=== Section Start ===
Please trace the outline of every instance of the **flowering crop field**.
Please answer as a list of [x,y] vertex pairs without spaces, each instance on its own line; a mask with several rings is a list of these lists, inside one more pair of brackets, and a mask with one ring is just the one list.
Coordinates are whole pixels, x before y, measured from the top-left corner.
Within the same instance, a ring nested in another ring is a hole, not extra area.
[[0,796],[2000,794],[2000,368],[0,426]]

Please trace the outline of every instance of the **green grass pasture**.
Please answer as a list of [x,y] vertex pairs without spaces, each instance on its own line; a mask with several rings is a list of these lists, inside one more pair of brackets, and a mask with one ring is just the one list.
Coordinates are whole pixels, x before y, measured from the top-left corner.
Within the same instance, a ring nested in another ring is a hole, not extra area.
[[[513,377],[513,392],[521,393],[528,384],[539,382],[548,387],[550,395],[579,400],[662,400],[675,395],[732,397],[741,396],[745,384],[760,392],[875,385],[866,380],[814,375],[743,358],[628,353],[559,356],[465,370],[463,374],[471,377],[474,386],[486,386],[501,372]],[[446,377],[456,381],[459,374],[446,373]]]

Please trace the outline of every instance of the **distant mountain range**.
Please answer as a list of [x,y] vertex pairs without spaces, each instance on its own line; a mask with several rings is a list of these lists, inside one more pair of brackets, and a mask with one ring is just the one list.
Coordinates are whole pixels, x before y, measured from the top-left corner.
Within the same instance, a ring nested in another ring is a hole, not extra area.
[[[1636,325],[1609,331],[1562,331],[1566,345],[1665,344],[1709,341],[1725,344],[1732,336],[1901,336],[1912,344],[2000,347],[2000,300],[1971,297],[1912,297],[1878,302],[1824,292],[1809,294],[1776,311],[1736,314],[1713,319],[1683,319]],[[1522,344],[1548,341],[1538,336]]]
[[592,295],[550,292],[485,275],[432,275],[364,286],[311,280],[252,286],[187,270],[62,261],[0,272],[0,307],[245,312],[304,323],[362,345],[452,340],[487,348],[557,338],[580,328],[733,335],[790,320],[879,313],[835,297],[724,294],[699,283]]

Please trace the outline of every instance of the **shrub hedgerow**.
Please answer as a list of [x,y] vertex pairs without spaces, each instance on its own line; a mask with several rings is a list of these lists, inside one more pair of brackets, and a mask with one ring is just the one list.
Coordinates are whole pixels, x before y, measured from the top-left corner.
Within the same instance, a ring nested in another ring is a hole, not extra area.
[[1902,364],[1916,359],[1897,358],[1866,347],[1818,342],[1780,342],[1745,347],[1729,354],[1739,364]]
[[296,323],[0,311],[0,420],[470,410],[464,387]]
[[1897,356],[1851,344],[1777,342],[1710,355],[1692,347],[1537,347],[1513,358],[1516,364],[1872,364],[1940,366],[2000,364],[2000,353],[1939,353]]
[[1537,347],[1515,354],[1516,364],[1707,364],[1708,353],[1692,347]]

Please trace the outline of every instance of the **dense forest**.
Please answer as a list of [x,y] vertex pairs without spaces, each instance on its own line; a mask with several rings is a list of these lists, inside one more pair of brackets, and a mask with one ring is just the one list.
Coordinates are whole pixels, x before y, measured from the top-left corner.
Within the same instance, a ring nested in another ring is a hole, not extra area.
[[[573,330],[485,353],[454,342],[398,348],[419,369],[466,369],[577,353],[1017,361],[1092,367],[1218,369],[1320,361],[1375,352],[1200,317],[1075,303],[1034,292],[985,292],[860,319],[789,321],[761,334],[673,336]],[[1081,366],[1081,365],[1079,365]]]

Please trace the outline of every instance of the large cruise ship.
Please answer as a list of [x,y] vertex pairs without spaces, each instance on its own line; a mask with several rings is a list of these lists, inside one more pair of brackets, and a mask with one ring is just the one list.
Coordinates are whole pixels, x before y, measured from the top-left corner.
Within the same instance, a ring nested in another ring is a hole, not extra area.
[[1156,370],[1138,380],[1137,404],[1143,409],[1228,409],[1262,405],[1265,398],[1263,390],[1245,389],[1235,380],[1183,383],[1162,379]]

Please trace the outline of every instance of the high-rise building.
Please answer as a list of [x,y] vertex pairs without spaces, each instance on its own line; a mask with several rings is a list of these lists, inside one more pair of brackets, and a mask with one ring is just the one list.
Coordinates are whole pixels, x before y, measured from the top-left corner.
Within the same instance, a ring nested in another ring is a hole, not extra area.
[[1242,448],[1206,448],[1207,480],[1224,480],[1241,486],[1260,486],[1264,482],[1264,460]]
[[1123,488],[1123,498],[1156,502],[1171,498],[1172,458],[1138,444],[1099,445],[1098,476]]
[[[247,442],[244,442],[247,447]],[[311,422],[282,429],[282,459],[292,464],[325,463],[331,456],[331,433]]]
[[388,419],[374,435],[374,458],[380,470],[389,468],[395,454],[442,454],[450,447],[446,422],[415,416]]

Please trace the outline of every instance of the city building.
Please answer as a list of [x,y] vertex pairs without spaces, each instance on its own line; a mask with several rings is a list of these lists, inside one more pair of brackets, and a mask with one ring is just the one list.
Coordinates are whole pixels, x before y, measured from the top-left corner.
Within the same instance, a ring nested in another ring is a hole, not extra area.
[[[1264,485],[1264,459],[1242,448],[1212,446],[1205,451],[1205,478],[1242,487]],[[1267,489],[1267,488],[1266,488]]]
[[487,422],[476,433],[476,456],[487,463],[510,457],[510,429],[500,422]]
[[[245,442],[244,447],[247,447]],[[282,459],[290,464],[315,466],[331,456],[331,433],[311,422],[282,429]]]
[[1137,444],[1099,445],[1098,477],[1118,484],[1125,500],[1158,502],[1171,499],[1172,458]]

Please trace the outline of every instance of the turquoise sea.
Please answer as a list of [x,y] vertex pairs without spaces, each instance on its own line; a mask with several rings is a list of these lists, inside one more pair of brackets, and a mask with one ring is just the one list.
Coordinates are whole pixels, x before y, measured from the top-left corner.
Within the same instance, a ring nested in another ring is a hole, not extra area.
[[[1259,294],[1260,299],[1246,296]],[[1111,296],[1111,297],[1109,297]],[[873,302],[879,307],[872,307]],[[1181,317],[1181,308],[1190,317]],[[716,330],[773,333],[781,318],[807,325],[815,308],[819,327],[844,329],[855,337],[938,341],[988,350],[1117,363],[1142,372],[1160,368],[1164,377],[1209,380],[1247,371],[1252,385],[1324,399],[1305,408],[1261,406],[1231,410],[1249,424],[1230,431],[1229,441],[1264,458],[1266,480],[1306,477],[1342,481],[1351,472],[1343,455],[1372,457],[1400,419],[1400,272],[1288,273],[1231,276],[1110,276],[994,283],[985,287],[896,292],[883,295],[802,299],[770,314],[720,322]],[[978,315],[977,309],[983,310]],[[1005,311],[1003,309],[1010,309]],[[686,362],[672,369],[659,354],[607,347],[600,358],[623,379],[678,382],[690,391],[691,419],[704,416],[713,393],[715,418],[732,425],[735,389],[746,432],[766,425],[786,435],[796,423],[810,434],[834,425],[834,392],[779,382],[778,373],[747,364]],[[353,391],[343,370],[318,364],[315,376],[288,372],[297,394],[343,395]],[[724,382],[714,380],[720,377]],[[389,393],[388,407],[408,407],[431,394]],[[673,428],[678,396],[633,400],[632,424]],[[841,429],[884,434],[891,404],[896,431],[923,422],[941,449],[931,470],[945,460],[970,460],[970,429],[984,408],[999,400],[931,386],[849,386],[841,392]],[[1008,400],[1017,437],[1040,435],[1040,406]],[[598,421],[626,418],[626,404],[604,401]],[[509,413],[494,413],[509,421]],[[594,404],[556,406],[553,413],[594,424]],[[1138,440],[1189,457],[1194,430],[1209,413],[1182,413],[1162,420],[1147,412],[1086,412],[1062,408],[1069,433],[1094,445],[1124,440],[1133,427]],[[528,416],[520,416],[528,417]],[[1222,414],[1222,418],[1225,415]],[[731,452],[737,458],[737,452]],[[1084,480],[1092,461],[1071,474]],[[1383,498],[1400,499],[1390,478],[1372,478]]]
=== Section End ===
| Problem requirements |
Within the entries above, find each line where "building" appears; copy every one.

| Exercise answer |
Please trace the outline of every instance of the high-rise building.
Please trace the outline of every instance of the city building.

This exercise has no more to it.